Aufgabe 1 -
Prüfe anhand des Threads zu Cape Coral unten, ob diese Aussagen stimmen. Beantworte jede mit Ja oder Nein und zitiere die entscheidenden Worte wörtlich: (a) Timo1984-1 und die Freundin haben das Ferienhaus für zwei Wochen. (b) Franky rät, im Forum nach Cape Coral oder Florida zu suchen. (c) Für drei Tage soll vielleicht ein Boot gemietet werden.
Aufgabe 2 -
Gib den Abschnitt des Threads zu Cape Coral von "Wisst ihr welche" bis "in der Gegend?" aktualisiert wieder und ersetze dabei "Boot" durch "Kajak".
Aufgabe 3 -
Beantworte bitte diese Fragen zum Thread zu Cape Coral unten:
(a) In welchem Monat ist das Ferienhaus gebucht?
(b) Nach welcher Art von Schnur fragt Timo1984-1 in Klammern?
(c) Mit welchem Gruß beginnt der Beitrag von Franky?

Gegebener Text -
#####

# Cape Coral/ Florida/ USA



## Timo1984-1 (16. April 2014)

Hallo Zusammen, 

im Mai haben meine Freundin und ich für 1 Woche ein Ferienhaus mit Anleger direkt südlich in Cape Coral. 
Ich habe geplant ein paar Würfe zu machen. 

Wisst ihr welche der zwei Lizensen dort notwendig ist?

Welches Gerät empfehlt ihr  --> Speziell Reiserute, Rolle und Schnur (geflochtene?). 

Könnt ihr Angelläden in der Gegend empfehlen?

Eventuell leihen wir für 3 Tage ein Boot. Habt ihr Erfahrung mit der Angelei vom Boot in der Gegend?

Vielen Dank vorab.


----------



## Franky (16. April 2014)

*AW: Cape Coral/ Florida/ USA*

Moin...
Tipp mal hier Cape Coral oder Florida ein...
http://www.anglerboard.de/board/search.php?

Viel Spaß beim Lesen... :m


----------



## guifri (16. April 2014)

#####

Angezeigte Daten -
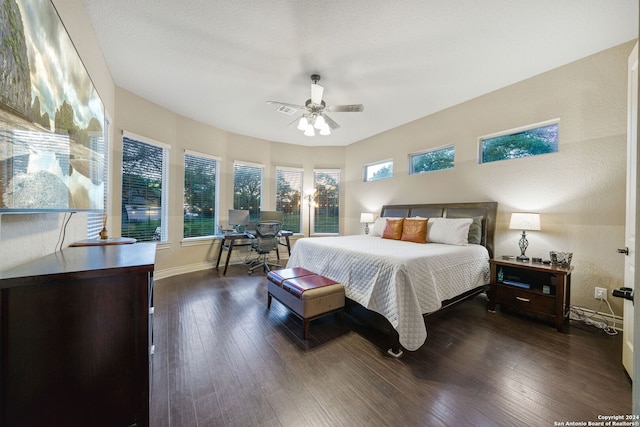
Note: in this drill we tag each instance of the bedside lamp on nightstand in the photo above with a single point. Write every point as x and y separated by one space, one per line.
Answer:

#####

Antwort 1 -
(a) Nein: „für 1 Woche ein Ferienhaus mit Anleger“
(b) Ja: „Tipp mal hier Cape Coral oder Florida ein...“
(c) Ja: „Eventuell leihen wir für 3 Tage ein Boot.“

Antwort 2 -
Wisst ihr welche der zwei Lizensen dort notwendig ist?

Welches Gerät empfehlt ihr  --> Speziell Reiserute, Rolle und Schnur (geflochtene?). 

Könnt ihr Angelläden in der Gegend empfehlen?

Eventuell leihen wir für 3 Tage ein Kajak. Habt ihr Erfahrung mit der Angelei vom Kajak in der Gegend?

Antwort 3 -
(a) Im Mai.
(b) Nach geflochtener Schnur („geflochtene?“).
(c) Mit „Moin...“.